*** Information provided Section Begins ***
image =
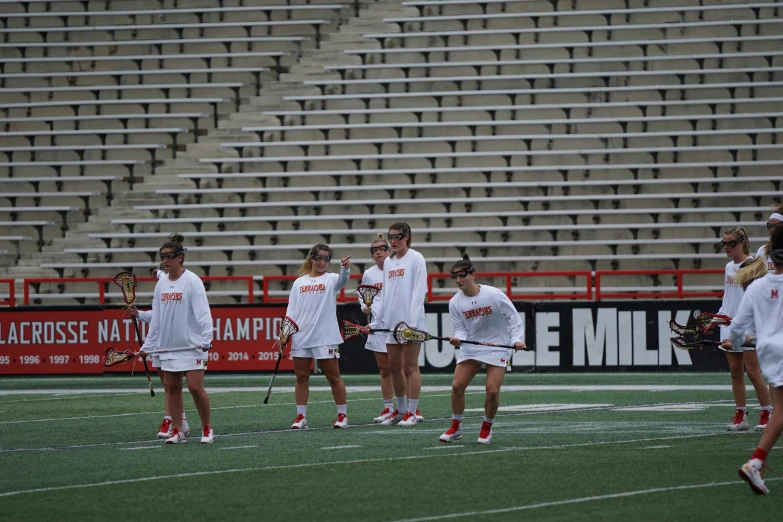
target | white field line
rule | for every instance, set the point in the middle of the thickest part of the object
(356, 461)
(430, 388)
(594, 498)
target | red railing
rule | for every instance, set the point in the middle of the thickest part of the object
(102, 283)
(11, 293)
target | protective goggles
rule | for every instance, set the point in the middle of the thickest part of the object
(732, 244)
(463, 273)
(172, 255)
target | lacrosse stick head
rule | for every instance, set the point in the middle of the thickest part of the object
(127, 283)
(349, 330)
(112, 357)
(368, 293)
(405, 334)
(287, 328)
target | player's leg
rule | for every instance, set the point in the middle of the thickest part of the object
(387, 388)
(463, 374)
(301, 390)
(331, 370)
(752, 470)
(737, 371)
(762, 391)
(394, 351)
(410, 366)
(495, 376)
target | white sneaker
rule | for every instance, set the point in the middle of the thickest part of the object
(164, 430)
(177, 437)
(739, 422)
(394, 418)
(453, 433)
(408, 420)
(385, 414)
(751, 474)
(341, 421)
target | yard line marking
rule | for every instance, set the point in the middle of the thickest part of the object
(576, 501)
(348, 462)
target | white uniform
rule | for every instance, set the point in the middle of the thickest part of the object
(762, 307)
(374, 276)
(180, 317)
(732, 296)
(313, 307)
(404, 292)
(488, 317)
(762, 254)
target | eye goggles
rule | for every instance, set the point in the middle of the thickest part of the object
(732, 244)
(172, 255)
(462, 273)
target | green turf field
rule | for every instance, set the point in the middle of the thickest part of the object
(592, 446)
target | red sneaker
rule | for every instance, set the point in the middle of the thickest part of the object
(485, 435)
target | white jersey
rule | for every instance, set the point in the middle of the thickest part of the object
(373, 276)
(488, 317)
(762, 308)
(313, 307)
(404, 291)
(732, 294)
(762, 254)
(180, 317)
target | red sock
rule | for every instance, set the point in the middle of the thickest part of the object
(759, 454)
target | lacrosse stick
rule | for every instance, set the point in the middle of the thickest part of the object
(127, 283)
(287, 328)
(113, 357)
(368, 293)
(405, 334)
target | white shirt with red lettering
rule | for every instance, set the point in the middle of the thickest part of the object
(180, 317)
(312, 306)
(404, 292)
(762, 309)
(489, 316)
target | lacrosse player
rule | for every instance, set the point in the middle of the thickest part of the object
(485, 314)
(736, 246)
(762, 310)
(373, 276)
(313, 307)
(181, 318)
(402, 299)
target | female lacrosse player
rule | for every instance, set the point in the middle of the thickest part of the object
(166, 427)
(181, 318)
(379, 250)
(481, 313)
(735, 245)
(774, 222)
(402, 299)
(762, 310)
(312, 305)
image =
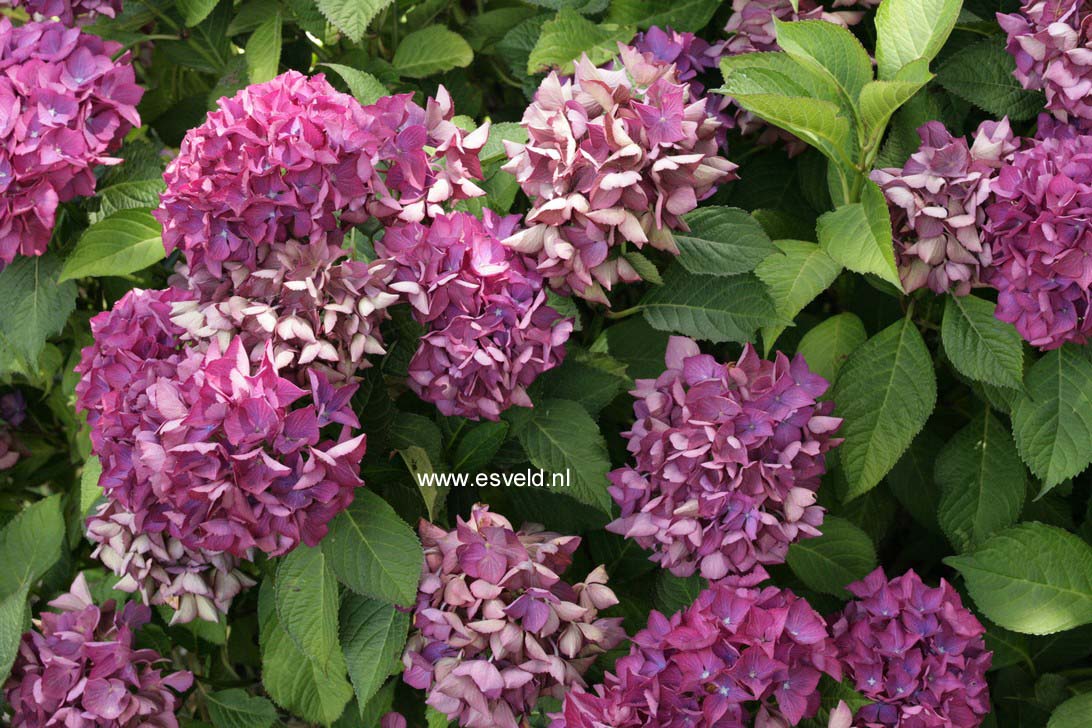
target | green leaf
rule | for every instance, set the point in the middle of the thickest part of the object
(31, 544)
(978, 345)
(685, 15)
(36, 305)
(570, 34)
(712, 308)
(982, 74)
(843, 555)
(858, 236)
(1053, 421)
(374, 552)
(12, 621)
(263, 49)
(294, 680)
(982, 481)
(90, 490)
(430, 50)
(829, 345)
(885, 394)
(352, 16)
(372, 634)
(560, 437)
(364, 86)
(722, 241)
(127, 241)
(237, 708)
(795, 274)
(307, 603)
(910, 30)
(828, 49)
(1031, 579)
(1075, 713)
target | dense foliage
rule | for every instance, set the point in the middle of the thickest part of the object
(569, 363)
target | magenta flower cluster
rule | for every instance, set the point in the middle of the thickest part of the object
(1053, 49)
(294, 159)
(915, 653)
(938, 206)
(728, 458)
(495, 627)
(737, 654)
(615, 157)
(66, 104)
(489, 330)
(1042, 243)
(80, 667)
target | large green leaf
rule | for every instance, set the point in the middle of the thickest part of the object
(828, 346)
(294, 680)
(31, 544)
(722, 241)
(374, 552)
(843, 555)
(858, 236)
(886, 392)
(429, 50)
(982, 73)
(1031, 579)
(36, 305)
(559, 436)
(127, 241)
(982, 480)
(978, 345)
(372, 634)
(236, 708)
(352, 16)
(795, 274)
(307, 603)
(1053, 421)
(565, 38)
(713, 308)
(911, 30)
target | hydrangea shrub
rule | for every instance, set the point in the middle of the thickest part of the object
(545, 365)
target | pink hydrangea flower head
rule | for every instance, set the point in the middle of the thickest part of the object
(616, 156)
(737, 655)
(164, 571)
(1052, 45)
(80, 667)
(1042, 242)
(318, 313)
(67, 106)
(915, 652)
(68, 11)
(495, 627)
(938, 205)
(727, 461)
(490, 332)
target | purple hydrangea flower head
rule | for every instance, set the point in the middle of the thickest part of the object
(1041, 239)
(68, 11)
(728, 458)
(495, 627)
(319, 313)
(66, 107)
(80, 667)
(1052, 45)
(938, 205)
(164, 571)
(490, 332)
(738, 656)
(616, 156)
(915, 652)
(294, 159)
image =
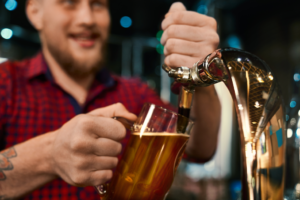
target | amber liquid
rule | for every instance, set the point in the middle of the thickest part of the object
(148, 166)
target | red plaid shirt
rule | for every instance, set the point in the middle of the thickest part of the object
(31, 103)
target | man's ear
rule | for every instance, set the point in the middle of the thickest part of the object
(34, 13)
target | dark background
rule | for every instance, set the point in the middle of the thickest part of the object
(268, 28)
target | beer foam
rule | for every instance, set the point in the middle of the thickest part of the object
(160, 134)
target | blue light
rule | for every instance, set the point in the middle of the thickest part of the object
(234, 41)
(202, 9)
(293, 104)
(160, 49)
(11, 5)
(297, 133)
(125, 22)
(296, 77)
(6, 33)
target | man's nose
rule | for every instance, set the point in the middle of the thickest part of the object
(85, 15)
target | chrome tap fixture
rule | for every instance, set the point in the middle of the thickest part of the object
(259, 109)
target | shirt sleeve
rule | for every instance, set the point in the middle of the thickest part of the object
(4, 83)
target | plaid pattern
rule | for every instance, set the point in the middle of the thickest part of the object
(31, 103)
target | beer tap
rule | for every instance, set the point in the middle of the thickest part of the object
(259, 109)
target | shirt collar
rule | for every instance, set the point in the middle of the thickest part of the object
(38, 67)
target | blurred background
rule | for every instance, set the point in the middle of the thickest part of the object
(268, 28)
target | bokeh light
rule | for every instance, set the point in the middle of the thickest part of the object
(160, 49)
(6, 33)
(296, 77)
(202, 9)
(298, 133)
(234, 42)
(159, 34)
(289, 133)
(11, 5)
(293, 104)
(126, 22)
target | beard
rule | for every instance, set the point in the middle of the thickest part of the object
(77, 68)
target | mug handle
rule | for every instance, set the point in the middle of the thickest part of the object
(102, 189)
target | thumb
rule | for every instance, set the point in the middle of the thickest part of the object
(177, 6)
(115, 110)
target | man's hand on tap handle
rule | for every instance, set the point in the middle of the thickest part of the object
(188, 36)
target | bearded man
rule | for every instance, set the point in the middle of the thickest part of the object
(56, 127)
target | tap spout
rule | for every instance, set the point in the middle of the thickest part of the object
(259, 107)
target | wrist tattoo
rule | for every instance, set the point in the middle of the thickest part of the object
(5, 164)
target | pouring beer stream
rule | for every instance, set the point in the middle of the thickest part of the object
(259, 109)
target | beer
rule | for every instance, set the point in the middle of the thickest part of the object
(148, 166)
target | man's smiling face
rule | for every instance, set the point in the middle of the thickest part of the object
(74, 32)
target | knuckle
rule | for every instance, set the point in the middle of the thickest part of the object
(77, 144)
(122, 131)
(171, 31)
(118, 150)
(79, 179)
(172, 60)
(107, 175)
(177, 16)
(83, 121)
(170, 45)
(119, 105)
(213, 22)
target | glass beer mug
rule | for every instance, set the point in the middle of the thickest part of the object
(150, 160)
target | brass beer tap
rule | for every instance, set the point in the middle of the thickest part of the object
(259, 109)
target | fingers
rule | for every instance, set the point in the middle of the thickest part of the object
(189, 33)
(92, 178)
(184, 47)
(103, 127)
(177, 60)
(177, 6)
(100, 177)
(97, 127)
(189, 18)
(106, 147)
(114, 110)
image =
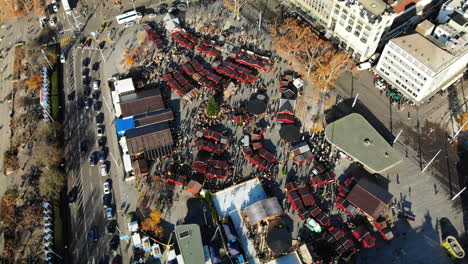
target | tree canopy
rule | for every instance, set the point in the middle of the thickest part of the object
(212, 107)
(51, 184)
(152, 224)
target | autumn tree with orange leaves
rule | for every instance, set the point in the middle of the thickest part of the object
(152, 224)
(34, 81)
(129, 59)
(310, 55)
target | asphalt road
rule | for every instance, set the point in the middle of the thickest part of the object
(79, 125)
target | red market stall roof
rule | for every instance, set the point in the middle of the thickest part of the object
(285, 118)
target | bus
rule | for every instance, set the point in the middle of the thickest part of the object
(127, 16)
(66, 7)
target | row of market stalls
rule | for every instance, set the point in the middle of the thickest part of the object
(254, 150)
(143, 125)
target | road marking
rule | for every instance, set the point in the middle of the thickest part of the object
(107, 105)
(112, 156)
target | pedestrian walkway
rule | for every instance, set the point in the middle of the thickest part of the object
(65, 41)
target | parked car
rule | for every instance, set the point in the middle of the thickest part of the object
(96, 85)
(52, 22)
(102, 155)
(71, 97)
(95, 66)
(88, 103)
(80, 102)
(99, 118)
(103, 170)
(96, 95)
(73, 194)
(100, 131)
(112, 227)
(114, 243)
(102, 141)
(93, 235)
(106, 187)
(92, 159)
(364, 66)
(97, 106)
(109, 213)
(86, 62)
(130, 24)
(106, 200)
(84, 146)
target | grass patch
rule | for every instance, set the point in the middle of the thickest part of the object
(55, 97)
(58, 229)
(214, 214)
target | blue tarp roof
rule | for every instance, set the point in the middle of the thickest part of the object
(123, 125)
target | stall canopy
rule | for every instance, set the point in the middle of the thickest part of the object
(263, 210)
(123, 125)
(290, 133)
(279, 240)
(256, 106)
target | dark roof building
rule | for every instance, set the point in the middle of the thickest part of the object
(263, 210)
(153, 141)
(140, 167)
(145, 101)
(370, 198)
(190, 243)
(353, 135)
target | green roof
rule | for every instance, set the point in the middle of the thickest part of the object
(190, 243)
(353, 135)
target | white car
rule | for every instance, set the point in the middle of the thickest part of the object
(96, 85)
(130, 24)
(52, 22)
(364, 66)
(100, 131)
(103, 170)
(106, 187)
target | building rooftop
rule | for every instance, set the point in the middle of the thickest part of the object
*** Information provided Section Ends ***
### Exercise goal
Which lines in the records above contain the string "market"? Copy each one.

### Answer to this task
target | red market stall roof
target | row of market stalls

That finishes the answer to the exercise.